• **What you are asked to do**: Reproduce the part of the post on narratives of AI in India that starts with "Narratives of AI in India" and goes on through "AI in India.".

• **Excerpt**:

------------------------------------------------------------------------

Narratives of AI in India

This is the event poster, which I’ve lifted from their website

I must have mentioned that my new book, coming out this year, is about artificial intelligence in the U.S. and India. In particular, it engages conversations or narratives or perspectives about AI…it’s not about actual AI research or technologies. I’ll probably have more to say on it as it makes its way past the production stage and into print. But given that I’ve been working on this, imagine my delight that the Leverhulme Center for the Future of Intelligence at Cambridge University has launched a global narratives of AI project. I’m writing this blog post as I listen to an online symposium they’re hosting on narratives of AI in India.

The project is run by Steven Cave and Kanta Dihal, whose previous work on AI is very compelling and addresses pressing concerns in the field (including the dangerous inclination–more than inclination even–toward whiteness in AI). Here are a few highlights from the event:

[starting with the panel on science fiction in India]

  • Samit Basu, the tremendous author of The Simoqin Prophecies (and the rest of the GameWorld Trilogy) and Turbulence (and its follow-up) engaged the small presence of AI in Indian storytelling. He argues that only that the audience is unfamiliar and so filmmakers stick with tried-and-true narratives that lack science fiction. This is a topic I engage from a different perspective in my book Temples of Modernity. I haven’t read Basu’s latest book, Chosen Spirits, but I am excited to do so. He has an expansive imagination and is a perfect example of how we can producing circulating, shared, open ideas about technology (including AI) in our global world.
  • SB Divya, engineer and award-winning SF author, agrees that the SF ecosystem in India is limited and discussed how her own work looks to how today’s leading-edge technology could operate in our daily lives a few decades hence. I was not familiar with her work, but plan on reading both Contingency Plans for the Apocalypse and Other Possible Situations and her new novel, Machinehood, soon. When asked whether California or South India would be more adaptable to technological change, she notes the leapfrogging potential of India where existing infrastructure is missing. Telephones to mobile phones is the classic example here because telephone lines were quite uncommon but mobile phones are now ubiquitous. I would like to have heard a more specific prediction of what technologies or kinds of technologies could follow that pattern. She believes, however, that the availability of employable labor that while Indians will remain at the forefront of math-related AI research, there will be minimal push for hardware and other forms of AI automation.

------------------------------------------------------------------------

• **Information shown**:
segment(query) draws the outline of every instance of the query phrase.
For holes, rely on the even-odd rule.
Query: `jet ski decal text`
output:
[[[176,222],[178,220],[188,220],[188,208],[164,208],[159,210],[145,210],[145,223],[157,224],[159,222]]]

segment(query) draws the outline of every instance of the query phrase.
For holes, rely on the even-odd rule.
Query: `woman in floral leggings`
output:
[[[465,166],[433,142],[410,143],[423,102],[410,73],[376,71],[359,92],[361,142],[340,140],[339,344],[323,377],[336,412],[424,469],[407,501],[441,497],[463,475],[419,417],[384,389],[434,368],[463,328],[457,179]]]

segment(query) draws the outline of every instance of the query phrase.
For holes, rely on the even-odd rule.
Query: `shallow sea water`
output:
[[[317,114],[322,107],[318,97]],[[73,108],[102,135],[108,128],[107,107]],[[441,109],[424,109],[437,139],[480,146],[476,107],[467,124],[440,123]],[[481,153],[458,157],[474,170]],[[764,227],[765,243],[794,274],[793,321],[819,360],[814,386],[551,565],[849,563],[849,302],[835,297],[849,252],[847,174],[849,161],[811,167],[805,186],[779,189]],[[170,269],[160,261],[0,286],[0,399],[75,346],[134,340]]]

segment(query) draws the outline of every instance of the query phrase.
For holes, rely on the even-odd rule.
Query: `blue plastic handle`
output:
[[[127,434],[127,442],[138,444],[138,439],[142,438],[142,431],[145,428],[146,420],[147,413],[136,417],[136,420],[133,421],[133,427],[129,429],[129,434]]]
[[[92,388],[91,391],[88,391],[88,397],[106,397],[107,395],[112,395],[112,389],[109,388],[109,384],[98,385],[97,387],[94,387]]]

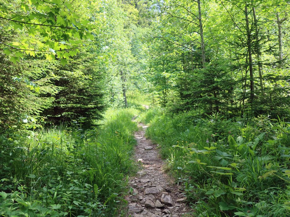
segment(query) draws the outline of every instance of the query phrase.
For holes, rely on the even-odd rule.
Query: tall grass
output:
[[[101,126],[56,127],[2,136],[0,216],[111,216],[119,211],[138,112],[111,110]]]
[[[290,216],[290,124],[195,115],[155,109],[139,118],[150,123],[146,135],[159,144],[196,216]],[[231,146],[231,138],[236,144]]]

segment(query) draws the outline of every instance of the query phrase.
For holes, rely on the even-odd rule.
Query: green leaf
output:
[[[60,60],[60,63],[63,66],[65,65],[68,64],[67,60],[66,59],[61,59]]]
[[[7,194],[6,192],[3,191],[1,191],[1,192],[0,192],[0,196],[4,197],[5,198],[7,197]]]

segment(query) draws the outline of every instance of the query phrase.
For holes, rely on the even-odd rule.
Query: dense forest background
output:
[[[289,216],[289,11],[2,0],[0,215],[120,214],[139,115],[193,216]]]

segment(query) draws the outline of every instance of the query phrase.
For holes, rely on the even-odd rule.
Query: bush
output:
[[[290,214],[289,123],[151,112],[146,135],[160,144],[197,216]]]

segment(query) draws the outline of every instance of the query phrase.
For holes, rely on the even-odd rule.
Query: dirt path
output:
[[[138,126],[142,129],[135,135],[138,143],[135,157],[143,167],[130,179],[130,195],[126,198],[128,216],[180,217],[189,209],[184,203],[186,198],[163,171],[164,163],[158,157],[156,146],[145,137],[147,126]]]

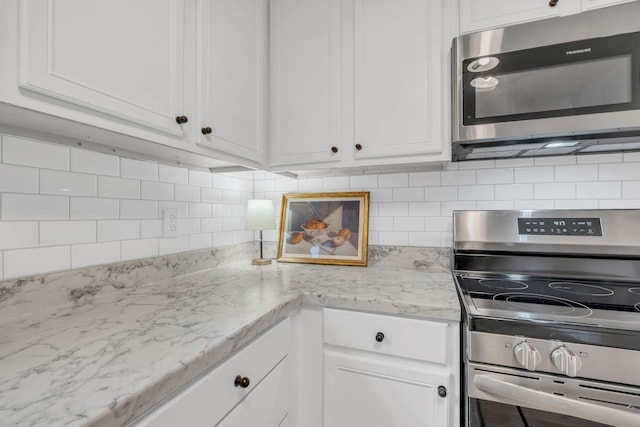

------------------------------------------------------------------------

• **Result of this task**:
Narratives of AI in India

This is the event poster, which I’ve lifted from their website

I must have mentioned that my new book, coming out this year, is about artificial intelligence in the U.S. and India. In particular, it engages conversations or narratives or perspectives about AI…it’s not about actual AI research or technologies. I’ll probably have more to say on it as it makes its way past the production stage and into print. But given that I’ve been working on this, imagine my delight that the Leverhulme Center for the Future of Intelligence at Cambridge University has launched a global narratives of AI project. I’m writing this blog post as I listen to an online symposium they’re hosting on narratives of AI in India.